What is needed is an exact copy of every line in the listing.

SOURCE INFORMATION
++++++++
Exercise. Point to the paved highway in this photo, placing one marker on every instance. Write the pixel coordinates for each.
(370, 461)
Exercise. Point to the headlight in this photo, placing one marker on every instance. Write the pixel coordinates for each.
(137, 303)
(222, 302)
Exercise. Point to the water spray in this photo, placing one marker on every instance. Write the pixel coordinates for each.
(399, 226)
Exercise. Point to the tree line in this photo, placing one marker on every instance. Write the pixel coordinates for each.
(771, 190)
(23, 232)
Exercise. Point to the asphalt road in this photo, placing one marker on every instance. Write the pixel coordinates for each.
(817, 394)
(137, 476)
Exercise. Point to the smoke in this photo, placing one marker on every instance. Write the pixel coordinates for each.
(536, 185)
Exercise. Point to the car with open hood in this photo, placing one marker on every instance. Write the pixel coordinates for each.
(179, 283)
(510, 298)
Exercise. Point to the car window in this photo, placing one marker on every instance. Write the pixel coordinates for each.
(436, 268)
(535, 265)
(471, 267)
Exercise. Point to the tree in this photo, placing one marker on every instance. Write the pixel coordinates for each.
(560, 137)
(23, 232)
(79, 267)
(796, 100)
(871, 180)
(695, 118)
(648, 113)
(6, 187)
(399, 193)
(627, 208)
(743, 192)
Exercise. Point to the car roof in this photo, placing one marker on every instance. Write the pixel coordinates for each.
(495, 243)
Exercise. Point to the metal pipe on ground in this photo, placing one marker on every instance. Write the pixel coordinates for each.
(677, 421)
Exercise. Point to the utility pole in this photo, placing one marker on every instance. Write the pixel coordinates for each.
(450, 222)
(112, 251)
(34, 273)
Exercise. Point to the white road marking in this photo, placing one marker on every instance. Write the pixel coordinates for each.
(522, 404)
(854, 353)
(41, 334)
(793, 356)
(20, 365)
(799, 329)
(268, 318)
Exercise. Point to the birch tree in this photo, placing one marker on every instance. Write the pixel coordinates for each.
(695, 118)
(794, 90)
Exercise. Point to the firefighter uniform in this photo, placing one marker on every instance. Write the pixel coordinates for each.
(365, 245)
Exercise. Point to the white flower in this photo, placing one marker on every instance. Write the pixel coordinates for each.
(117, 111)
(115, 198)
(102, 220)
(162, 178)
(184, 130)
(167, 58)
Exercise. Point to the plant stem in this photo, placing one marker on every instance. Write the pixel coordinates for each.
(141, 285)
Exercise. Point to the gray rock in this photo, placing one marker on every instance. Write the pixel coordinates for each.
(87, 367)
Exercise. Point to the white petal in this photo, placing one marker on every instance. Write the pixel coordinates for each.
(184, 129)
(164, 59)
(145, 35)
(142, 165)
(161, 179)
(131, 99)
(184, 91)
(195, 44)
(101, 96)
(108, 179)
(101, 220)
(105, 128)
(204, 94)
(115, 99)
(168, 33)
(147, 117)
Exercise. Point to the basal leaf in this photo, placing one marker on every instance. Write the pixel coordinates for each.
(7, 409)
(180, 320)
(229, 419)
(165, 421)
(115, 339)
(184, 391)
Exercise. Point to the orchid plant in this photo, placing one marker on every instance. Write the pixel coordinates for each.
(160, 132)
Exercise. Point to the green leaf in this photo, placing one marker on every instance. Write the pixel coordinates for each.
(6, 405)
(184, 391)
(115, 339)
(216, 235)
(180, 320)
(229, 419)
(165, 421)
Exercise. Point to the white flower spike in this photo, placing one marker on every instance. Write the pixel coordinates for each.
++++++++
SOLUTION TO THE PROBLEM
Exercise. Point to the paved highway in this photo, placing one marker on every instance. Write the pixel coordinates for each.
(370, 461)
Exercise. Point to the headlight in this photo, placing one marker on every instance. Write the pixel coordinates for each.
(137, 303)
(222, 302)
Exercise. Point to the water spray in this photo, placing one marker on every instance. Write the pixel coordinates for each.
(399, 226)
Exercise. Point to the tree line in this photo, placing one marker on every instance. Write the pixel coordinates for each.
(771, 190)
(23, 232)
Exercise. Point to the asphalt road in this photo, placing one marker on every instance. Write the pixel coordinates for each.
(817, 394)
(137, 476)
Exercise. Point to the smoke in this photo, placing one marker on every instance. Write the pixel coordinates for each.
(536, 185)
Exercise. Point to the car with open hood in this photo, placing one marker on every instance. Write the pixel coordinates for each.
(179, 283)
(510, 298)
Exercise. Point to the car window in this photo, placing one marker on every instance. Write the pixel coordinates for each.
(436, 268)
(535, 265)
(471, 267)
Exercise. Point to the tree in this photo, placing one marker on every instance. Write the pixel coordinates for each.
(560, 137)
(23, 232)
(79, 267)
(796, 100)
(871, 180)
(695, 118)
(648, 113)
(6, 187)
(399, 193)
(627, 208)
(743, 192)
Exercise. Point to the car roof in this photo, placing one marker on every instance. Write the pixel coordinates for each.
(495, 243)
Exercise. Point to the metal pipe on ground in this photo, placing one marker on every instance. Write the pixel coordinates for each.
(677, 421)
Exercise. Point to the utility pole in this photo, placing one marker on every instance. Write the pixel coordinates for each.
(450, 222)
(112, 251)
(34, 273)
Exercise. Point to the white road marking in this photo, placing one marker on every instance. Write the pixel coordinates for each.
(522, 404)
(854, 353)
(41, 334)
(793, 356)
(20, 365)
(799, 329)
(268, 318)
Exercise. Point to the birch tree in this photo, placing one marker on every instance. Write the pixel coordinates for each.
(695, 118)
(794, 90)
Exercise. Point to the firefighter uniform in this photo, placing one marker on every instance. Write the pixel coordinates for each.
(365, 245)
Exercise. Point to the white flower in this photo, placing one marker on every instance. Write the pixel coordinates for each.
(117, 111)
(115, 198)
(102, 220)
(162, 178)
(184, 130)
(167, 58)
Exercise. Point to the plant stem in this photo, placing one marker on every instance. Write the pixel coordinates for each.
(141, 285)
Exercise. Point to the gray rock in this photo, placing one marker on every instance. Write the pixel coordinates for each.
(87, 367)
Exercise. Point to the white petal in this photo, placing one marker on every instance. Write the pixel coordinates for each.
(184, 129)
(164, 59)
(145, 35)
(142, 165)
(161, 179)
(131, 99)
(184, 91)
(195, 44)
(101, 96)
(108, 179)
(101, 220)
(105, 128)
(204, 94)
(115, 99)
(168, 33)
(147, 117)
Exercise. Point to the basal leaf in this photo, placing one marker on every instance. Write the pixel coordinates for each.
(7, 409)
(180, 320)
(229, 419)
(165, 421)
(115, 339)
(184, 391)
Exercise. Point to the orchid plant in this photo, placing one marker on every instance. Write the pixel coordinates for each.
(160, 132)
Exercise. Point to the green leaf in this photo, placing one marker on every instance. Write the pixel coordinates for each.
(6, 405)
(184, 391)
(115, 339)
(216, 235)
(180, 320)
(229, 419)
(165, 421)
Exercise. Point to the white flower spike in this photo, placing one marker on every instance. Write the pixel coordinates for each.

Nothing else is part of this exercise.